[Natural-language object grounding data]
+ + + + +

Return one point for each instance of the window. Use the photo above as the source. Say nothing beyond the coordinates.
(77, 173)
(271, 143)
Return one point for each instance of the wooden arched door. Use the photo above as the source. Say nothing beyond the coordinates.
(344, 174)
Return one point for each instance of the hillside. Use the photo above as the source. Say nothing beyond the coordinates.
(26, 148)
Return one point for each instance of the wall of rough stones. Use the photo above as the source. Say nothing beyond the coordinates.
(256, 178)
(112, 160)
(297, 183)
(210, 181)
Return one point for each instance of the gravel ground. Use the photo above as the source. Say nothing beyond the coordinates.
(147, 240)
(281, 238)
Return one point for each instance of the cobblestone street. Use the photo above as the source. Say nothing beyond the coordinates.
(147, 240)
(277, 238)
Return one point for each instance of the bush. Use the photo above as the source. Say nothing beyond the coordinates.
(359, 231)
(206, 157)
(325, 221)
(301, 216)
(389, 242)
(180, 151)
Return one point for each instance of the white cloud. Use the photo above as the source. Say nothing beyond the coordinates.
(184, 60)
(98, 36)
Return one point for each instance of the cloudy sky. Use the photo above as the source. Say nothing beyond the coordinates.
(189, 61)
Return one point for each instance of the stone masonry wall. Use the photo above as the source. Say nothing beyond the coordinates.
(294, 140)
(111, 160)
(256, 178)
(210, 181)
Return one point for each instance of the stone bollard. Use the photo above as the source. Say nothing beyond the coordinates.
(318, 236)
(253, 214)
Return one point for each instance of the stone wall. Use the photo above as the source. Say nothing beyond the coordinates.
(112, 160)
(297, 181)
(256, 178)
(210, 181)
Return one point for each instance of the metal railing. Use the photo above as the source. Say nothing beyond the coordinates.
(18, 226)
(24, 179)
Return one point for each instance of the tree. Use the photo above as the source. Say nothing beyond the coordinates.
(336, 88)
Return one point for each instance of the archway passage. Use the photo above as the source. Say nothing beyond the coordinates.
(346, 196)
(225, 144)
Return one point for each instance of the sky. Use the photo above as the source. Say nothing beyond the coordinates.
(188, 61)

+ + + + +

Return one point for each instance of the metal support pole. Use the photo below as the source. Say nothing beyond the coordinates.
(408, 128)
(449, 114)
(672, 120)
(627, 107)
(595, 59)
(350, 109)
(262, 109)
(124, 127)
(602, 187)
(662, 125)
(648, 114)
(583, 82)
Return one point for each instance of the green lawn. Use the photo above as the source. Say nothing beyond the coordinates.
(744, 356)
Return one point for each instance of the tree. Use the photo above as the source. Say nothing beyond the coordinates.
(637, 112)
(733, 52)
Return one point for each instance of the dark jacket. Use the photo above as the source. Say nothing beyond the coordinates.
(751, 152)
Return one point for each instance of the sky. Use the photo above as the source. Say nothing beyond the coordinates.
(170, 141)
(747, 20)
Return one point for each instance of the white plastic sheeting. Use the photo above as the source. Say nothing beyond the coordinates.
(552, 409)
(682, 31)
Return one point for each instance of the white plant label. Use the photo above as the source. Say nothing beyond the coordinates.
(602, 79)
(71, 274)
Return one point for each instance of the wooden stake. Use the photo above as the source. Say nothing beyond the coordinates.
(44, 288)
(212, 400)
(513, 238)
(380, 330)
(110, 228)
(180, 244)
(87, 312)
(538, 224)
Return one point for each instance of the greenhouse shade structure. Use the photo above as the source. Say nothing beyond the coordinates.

+ + + + +

Starting with the line above that holds "Return one point for each instance of the wooden stake." and stopping with the line that holds "Return one point for each instance of the greenhouse", reproduce each line exactly, omitting all other lines.

Return one point for each instance of the wooden stake. Use the photo above as the source. Say nothing beyond the coordinates.
(44, 288)
(212, 400)
(513, 238)
(380, 330)
(110, 228)
(180, 244)
(87, 312)
(538, 224)
Return one point for each instance of the greenhouse shade structure. Use the photo above as the source. Say nothing beyond the coordinates.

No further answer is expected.